***** Texto seleccionado

Legó una carga sospechosa plasmada en un testamento. Y eso fue una extraordinaria contracción, pues era el obispo de Cuba, entonces la mayor autoridad religiosa en la Isla. Más de 250 años después de su muerte, el documento sigue testimoniando dudas sobre su verdadera fe.
Ese es un pasaje oscuro de la vida de Pedro Agustín Morell de Santa Cruz, Obispo de Cuba en una etapa del siglo XVIII, y nacido en Santiago de los Caballeros, actual República Dominicana.
Oscuro, en un hombre que dejó para el país una obra excepcional: “La visita eclesiástica”, testimonio de un recorrido suyo por la Isla, y quien fue un notable historiador, caritativo y gran impulsor de la enseñanza.
El libro contiene información obtenida en cuanto a Santa María del Puerto del Príncipe (hoy Camagüey, capital de la provincia homónima). Informaciones acerca de las iglesias y de la cantidad de sacerdotes, temas sociales, culturales, económicos y políticos, así como epidemias y ataques de corsarios; entre otras facetas que convierten al texto en un legado de extraordinario valor.
Morell falleció el 29 de noviembre de 1768 en La Habana y dejó un testamento asombroso, con presumibles trazas de escándalo y herejía. Recurrió a una fórmula conocida y utilizada por quienes creían secretamente en la religión de los judíos (criptojudíos), pero opuestos a que algún signo suyo los delatara en la zozobra, durante la cercanía de la muerte.
Escritos de ese tipo tendía un velo a que determinadas expresiones verbales y conductas fueran interpretadas como sinónimos de las creencias espirituales judaicas, y así aún después de la muerte, se liberaban de la acusación de la herejía. Ese recurso no solo tenía un objetivo religioso, sino también económico, para evitar la confiscación de los bienes.

**********
***** Material de origen

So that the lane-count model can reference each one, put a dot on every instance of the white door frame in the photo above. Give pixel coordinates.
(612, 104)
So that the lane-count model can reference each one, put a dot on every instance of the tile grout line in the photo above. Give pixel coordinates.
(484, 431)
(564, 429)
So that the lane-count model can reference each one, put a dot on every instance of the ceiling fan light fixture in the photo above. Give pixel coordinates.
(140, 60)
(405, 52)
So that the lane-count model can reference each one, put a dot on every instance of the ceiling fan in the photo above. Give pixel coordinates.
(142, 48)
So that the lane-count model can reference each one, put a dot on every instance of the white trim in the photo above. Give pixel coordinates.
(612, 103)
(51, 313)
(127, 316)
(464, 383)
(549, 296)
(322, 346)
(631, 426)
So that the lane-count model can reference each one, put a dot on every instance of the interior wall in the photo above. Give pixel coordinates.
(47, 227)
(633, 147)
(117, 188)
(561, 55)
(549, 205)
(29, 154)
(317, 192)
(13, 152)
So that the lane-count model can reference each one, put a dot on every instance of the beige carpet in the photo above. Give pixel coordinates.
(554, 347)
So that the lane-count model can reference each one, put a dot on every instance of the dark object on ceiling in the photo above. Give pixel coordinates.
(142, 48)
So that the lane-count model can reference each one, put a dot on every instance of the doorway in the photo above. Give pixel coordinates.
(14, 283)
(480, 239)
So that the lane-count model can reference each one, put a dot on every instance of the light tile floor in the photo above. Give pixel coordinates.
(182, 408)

**********

(Preguntas por responder)
A) Cita del texto sobre el obispo Morell de Santa Cruz el fragmento que va de "Legó una carga" a "su verdadera fe.".
B) Continúa el texto sobre el obispo Morell de Santa Cruz desde donde termina.

(Respuestas del ejercicio)
A)
Legó una carga sospechosa plasmada en un testamento. Y eso fue una extraordinaria contracción, pues era el obispo de Cuba, entonces la mayor autoridad religiosa en la Isla. Más de 250 años después de su muerte, el documento sigue testimoniando dudas sobre su verdadera fe.

B)
Las declaraciones testamentarias del prelado aluden, según la introducción escrita por César García del Pino para la publicación de “La visita eclesiástica”, realizada en 1985 por la Editorial de Ciencias Sociales, a un fragmento como este:
“(…) por lo cual, si alguna Persona nos hubiere oído algunas palabras, o nos hubiere visto algunas acciones contrarias, en todo o en parte, á lo que llevamos expresado queremos que no valgan, y que sólo se entienda, que entonces estaríamos sin juicio, sin dominio de nuestras potencias, y para mas bien desvanecer cualquiera sospecha, (…)”.
Otro elemento sospechoso expresado por el Obispo en el texto fue oponerse a que embalsamaran su cadáver, contrario a lo cual se hacía normalmente con los prelados, pero estaba prohibido en la religión judaica.
Es evidente el enmascaramiento de la posible conducta para ocultar los vínculos heréticos, de un hombre que tenía ancestros judíos
¿Si era realmente católico, por qué la referida preocupación, la negativa al embalsamamiento de su cuerpo, y su vehemente defensa contra la probable imputación de herejía?
No ha trascendido que en el país otra persona dedicada a funciones religiosas haya legado un testamento así, y menos un Obispo de Cuba, entonces la máxima autoridad religiosa nacional.
Casos como el de Morell no han sido pocos en el catolicismo y hay nutridos ejemplos sobre el tema, sobre todo con las persecuciones de la Santa Inquisición contra los judíos, quienes encontraron en la conversión, real o ficticia, una vía para salvarse.
En la Villa de Santa María del Puerto del Príncipe hay al menos un testamento con la mencionada fórmula, suscrito en 1648, y correspondiente al español Francisco Rodríguez, asentado en la localidad.
El texto expone, entre otros datos:
“(…) y si por la gravedad de mi enfermedad no estuviere en mi juicio o por alguna ilusión, o tentación maligna dijera, pensare e imaginare alguna cosa de lo que tengo dicho, no valga, niego y porque solo quiero sea firme la protestación que tengo hecha debajo de la cual quiero vivir y morir como católico y fiel cristiano (…)”.
La reproducción del documento figura en el libro “Cultura y costumbres en Puerto Príncipe. Siglos XVI y XVII”, extraordinaria investigación acometida por la historiadora camagüeyana Amparo Fernández y Galera.
La duda ha persistido, y la memoria de Pedro Agustín de Santa Cruz sigue transitando entre el “cielo y el infierno”.